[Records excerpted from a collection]

- Opening Delimiter -

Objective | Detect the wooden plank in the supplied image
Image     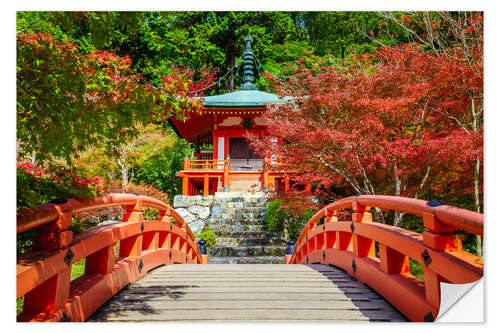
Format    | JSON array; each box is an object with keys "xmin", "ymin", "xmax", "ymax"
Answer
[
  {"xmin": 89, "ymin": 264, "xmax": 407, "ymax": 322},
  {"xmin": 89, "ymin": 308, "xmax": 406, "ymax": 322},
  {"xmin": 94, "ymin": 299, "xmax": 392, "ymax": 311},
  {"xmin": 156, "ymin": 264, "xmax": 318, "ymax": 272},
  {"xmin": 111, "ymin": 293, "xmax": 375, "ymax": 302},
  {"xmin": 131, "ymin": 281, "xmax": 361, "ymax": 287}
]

- Closing Delimiter -
- Opening Delimiter -

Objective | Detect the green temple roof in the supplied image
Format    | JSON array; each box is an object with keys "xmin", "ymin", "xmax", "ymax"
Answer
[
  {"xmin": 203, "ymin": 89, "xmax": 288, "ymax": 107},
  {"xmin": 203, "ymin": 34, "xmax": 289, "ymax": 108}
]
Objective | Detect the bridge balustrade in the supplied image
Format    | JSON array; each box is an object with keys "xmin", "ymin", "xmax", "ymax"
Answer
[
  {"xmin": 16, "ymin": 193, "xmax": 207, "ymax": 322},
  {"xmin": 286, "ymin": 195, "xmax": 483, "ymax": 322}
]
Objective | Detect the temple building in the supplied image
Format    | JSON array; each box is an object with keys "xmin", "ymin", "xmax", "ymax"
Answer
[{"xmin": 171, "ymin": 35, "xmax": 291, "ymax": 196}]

- Closing Delimiter -

_WORK ITEM_
How many of the lines above include the string "Objective"? Give only the number.

_RESULT_
4